■ THE PROBLEM ■
All the records below must be returned exactly as they stand.

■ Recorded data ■

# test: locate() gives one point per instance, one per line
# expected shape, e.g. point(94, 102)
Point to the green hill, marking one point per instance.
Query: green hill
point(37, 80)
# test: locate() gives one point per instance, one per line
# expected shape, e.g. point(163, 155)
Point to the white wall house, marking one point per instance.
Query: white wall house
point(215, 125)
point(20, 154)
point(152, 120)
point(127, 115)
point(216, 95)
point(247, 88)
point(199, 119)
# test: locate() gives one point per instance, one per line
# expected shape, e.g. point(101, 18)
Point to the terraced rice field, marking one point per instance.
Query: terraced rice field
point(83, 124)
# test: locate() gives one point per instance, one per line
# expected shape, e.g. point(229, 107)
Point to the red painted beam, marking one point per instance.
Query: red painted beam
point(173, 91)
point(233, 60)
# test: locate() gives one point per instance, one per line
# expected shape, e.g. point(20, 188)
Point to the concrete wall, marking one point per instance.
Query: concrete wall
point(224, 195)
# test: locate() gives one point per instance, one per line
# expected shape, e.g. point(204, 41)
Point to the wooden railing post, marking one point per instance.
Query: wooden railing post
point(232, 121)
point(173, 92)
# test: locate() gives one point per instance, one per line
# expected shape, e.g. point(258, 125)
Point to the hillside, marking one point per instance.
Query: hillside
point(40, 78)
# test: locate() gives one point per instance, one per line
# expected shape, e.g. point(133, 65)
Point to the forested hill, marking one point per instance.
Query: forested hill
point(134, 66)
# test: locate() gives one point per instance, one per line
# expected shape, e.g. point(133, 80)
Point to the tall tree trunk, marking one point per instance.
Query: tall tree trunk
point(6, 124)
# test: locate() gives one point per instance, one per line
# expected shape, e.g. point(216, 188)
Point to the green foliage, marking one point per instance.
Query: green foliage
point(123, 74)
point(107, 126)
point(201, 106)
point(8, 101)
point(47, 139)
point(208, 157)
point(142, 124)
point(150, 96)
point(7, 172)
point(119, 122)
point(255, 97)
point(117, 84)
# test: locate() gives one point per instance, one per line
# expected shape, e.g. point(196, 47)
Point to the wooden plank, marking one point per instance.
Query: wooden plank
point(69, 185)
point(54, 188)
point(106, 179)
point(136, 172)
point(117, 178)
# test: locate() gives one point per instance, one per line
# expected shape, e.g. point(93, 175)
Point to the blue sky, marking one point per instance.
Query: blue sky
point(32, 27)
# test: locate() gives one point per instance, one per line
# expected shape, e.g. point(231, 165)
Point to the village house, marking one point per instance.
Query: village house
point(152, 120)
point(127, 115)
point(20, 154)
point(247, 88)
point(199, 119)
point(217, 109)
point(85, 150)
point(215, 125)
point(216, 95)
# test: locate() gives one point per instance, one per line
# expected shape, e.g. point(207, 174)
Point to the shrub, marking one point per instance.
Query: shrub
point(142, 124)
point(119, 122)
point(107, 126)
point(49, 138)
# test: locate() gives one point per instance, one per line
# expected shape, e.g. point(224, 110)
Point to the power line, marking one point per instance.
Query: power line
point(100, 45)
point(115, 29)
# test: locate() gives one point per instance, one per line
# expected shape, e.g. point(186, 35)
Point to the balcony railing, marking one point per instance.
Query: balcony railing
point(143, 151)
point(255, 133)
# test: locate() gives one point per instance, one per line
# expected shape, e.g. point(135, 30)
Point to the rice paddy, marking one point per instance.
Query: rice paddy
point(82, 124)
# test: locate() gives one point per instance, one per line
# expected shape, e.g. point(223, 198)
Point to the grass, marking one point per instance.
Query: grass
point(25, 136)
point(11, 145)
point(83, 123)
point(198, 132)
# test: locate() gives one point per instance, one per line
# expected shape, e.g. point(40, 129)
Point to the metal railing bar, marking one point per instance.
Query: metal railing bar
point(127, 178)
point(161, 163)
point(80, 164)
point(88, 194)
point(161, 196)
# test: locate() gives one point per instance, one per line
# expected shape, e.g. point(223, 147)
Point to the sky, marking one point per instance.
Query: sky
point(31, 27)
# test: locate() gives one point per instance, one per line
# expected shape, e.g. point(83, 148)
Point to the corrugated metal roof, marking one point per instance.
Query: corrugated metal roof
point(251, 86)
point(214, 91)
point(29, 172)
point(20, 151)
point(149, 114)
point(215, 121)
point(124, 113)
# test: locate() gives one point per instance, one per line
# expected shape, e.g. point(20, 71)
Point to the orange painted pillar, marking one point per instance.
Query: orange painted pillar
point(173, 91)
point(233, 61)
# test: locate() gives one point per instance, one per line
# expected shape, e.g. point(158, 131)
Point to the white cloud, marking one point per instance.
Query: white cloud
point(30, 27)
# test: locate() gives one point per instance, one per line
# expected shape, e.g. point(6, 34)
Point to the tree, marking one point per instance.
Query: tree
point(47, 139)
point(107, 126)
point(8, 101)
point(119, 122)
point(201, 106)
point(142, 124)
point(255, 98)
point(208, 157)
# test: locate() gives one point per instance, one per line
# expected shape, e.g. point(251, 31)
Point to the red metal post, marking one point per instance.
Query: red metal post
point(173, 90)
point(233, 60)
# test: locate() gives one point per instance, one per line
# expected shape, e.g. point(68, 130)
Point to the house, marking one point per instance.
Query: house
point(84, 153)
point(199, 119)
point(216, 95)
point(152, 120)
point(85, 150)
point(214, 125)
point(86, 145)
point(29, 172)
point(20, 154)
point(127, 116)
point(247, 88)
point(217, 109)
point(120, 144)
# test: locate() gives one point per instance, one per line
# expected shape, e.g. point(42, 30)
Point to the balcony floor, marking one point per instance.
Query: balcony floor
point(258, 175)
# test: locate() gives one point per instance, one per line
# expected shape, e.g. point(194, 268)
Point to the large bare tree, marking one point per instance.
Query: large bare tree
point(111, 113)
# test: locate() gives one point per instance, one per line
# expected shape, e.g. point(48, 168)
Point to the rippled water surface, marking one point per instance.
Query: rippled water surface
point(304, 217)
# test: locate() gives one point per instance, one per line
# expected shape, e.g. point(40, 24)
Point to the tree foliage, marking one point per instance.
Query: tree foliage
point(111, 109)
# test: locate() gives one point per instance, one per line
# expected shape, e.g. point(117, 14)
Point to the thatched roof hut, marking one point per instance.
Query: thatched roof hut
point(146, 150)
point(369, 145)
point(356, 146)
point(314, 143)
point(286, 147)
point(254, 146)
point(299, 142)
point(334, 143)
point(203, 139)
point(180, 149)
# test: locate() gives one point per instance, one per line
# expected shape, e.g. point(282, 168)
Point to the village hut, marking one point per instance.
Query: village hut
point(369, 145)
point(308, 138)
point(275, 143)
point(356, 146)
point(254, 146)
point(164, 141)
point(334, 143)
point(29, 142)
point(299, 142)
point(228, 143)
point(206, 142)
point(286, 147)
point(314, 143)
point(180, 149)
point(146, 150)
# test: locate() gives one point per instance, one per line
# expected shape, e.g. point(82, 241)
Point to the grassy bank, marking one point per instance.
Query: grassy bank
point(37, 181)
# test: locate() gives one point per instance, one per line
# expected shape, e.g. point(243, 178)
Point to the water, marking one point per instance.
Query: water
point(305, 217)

■ ANSWER TO THIS TASK ■
# test: locate() gives one point per instance, one per line
# expected shape, e.g. point(94, 102)
Point to the green hill, marking one point per instance.
Query: green hill
point(37, 80)
# test: locate() gives one point per instance, one per line
# expected shape, e.g. point(163, 155)
Point to the white wall house, marking one point per instance.
Query: white wall house
point(215, 125)
point(20, 154)
point(152, 120)
point(127, 115)
point(216, 95)
point(247, 88)
point(199, 119)
# test: locate() gives one point per instance, one per line
# expected shape, e.g. point(101, 18)
Point to the terraced rice field, marking one point per instance.
Query: terraced rice field
point(83, 124)
# test: locate() gives one point per instance, one per line
# expected shape, e.g. point(229, 107)
Point to the red painted beam, marking one point per instance.
Query: red painted beam
point(173, 91)
point(233, 60)
# test: locate() gives one point per instance, one per line
# expected shape, e.g. point(20, 188)
Point to the concrete wall, marking one point per instance.
Query: concrete wall
point(224, 195)
# test: locate() gives one point per instance, one per line
# expected shape, e.g. point(204, 41)
Point to the wooden railing post, marking one point per instance.
Query: wooden railing post
point(232, 121)
point(173, 92)
# test: locate() gives one point per instance, one per line
# expected shape, e.g. point(258, 125)
Point to the hillside, marking one point per instance.
Query: hillside
point(40, 78)
# test: locate() gives one point per instance, one per line
# expected shape, e.g. point(133, 65)
Point to the forested hill, marking one point per instance.
Query: forested hill
point(134, 66)
# test: locate() gives one point per instance, one per line
# expected shape, e.g. point(133, 80)
Point to the tall tree trunk, marking one point per instance.
Query: tall tree trunk
point(6, 124)
# test: locate() gives one point per instance, one per line
# expected shape, e.g. point(216, 188)
Point to the green foliage, marking one point per instance.
Query: green foliage
point(123, 74)
point(107, 126)
point(201, 106)
point(8, 101)
point(47, 139)
point(208, 157)
point(142, 124)
point(150, 96)
point(7, 172)
point(119, 122)
point(255, 97)
point(117, 84)
# test: locate() gives one point per instance, one per line
# expected shape, e.g. point(196, 47)
Point to the wooden plank, marking one point per instance.
Query: wooden plank
point(69, 185)
point(54, 188)
point(106, 179)
point(136, 172)
point(117, 178)
# test: locate() gives one point per instance, one per line
# expected shape, e.g. point(93, 175)
Point to the blue sky, marking one point per instance.
Query: blue sky
point(32, 27)
# test: locate() gives one point per instance, one per line
# expected shape, e.g. point(231, 165)
Point to the village house, marking one point per instance.
Query: village house
point(152, 120)
point(127, 115)
point(20, 154)
point(247, 88)
point(199, 119)
point(217, 109)
point(85, 150)
point(215, 125)
point(216, 95)
# test: locate() gives one point per instance, one per line
# expected shape, e.g. point(207, 174)
Point to the shrub, marking one point per instance.
Query: shrub
point(142, 124)
point(119, 122)
point(107, 126)
point(49, 138)
# test: locate() gives one point per instance, one per line
# expected shape, e.g. point(224, 110)
Point to the power line, marking one point per instance.
Query: power line
point(100, 45)
point(115, 29)
# test: locate() gives one point per instance, one per line
# expected shape, e.g. point(186, 35)
Point to the balcony railing, marking one point per instance.
Query: balcony railing
point(143, 151)
point(255, 133)
# test: locate() gives one point per instance, one per line
# expected shape, e.g. point(135, 30)
Point to the rice paddy, marking one point per instance.
Query: rice paddy
point(82, 124)
# test: locate() gives one point per instance, one per line
# expected shape, e.g. point(223, 198)
Point to the grass, marking one point per instance.
Query: grass
point(25, 136)
point(11, 145)
point(83, 123)
point(198, 132)
# test: locate() gives one point per instance, one per line
# expected shape, e.g. point(40, 129)
Point to the metal railing bar, marking one point per instance.
Query: metal railing bar
point(127, 178)
point(161, 163)
point(80, 164)
point(88, 194)
point(161, 196)
# test: locate() gives one point per instance, one per line
# expected shape, e.g. point(223, 147)
Point to the sky, marking one point per instance.
Query: sky
point(31, 27)
# test: locate() gives one point per instance, one per line
# expected shape, e.g. point(83, 148)
Point to the corrugated metal roof, marking one point per instance.
Query: corrugated metal roof
point(251, 86)
point(214, 91)
point(29, 172)
point(20, 151)
point(149, 114)
point(215, 121)
point(124, 113)
# test: locate() gives one point per instance, one per line
# expected shape, e.g. point(20, 71)
Point to the orange painted pillar, marking one point per instance.
Query: orange painted pillar
point(173, 91)
point(233, 61)
# test: locate() gives one point per instance, one per line
# expected shape, e.g. point(158, 131)
Point to the white cloud, marking one point per instance.
Query: white cloud
point(30, 27)
# test: locate() gives one point per instance, one per line
# expected shape, e.g. point(6, 34)
Point to the tree, marking one point per instance.
Query: tree
point(47, 139)
point(107, 126)
point(8, 101)
point(119, 122)
point(201, 106)
point(142, 124)
point(255, 98)
point(208, 157)
# test: locate() gives one point per instance, one per line
# expected shape, e.g. point(251, 31)
Point to the red metal post, marking one point per instance.
Query: red metal post
point(173, 90)
point(233, 60)
# test: locate() gives one point per instance, one per line
# expected shape, e.g. point(68, 130)
Point to the house, marking one point per instance.
Query: house
point(84, 153)
point(199, 119)
point(216, 95)
point(152, 120)
point(85, 150)
point(214, 125)
point(86, 145)
point(29, 172)
point(20, 154)
point(127, 116)
point(247, 88)
point(217, 109)
point(120, 144)
# test: locate() gives one point per instance, one per line
# expected shape, e.g. point(42, 30)
Point to the balcony floor, marking one point per instance.
Query: balcony floor
point(258, 175)
# test: locate() gives one point per instance, one per line
# expected shape, e.g. point(194, 268)
Point to the large bare tree, marking one point per instance.
Query: large bare tree
point(111, 113)
# test: locate() gives one point per instance, one per line
# expected shape, e.g. point(48, 168)
Point to the rippled water surface, marking one point per instance.
Query: rippled water surface
point(304, 217)
# test: locate() gives one point per instance, one per line
# expected shape, e.g. point(40, 24)
Point to the tree foliage, marking one point per instance.
Query: tree foliage
point(111, 109)
# test: locate() gives one point per instance, one per line
# expected shape, e.g. point(117, 14)
Point to the thatched roof hut, marking one point per instance.
Query: thatched roof hut
point(146, 150)
point(369, 145)
point(356, 146)
point(314, 143)
point(286, 147)
point(254, 146)
point(299, 142)
point(334, 143)
point(203, 139)
point(180, 149)
# test: locate() gives one point per instance, one per line
# expected shape, e.g. point(282, 168)
Point to the village hut, marking one point per instance.
Query: village hut
point(369, 145)
point(308, 138)
point(275, 143)
point(356, 146)
point(254, 146)
point(164, 141)
point(334, 143)
point(29, 142)
point(299, 142)
point(228, 143)
point(206, 142)
point(286, 147)
point(314, 143)
point(180, 149)
point(146, 150)
# test: locate() gives one point per instance, one per line
# expected shape, e.g. point(82, 241)
Point to the grassy bank, marking one point per instance.
Query: grassy bank
point(37, 181)
# test: locate() gives one point per instance, one per line
# expected shape, e.g. point(243, 178)
Point to the water, marking one point per instance.
Query: water
point(305, 217)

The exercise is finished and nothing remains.